- _WORK INSTRUCTIONS_:
Rewrite the entries below so that "roof" becomes "rooftop", and leave every other part unchanged.

- _DATA LINES_:

** START **

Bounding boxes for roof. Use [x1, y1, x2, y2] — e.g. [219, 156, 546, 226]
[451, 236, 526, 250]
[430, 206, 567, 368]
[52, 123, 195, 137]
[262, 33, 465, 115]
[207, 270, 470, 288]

** END **

- _SOLUTION TO THE PROBLEM_:
Bounding boxes for rooftop. Use [x1, y1, x2, y2] — e.g. [219, 156, 546, 226]
[451, 236, 526, 250]
[430, 206, 567, 368]
[52, 123, 195, 137]
[262, 33, 465, 115]
[207, 270, 470, 288]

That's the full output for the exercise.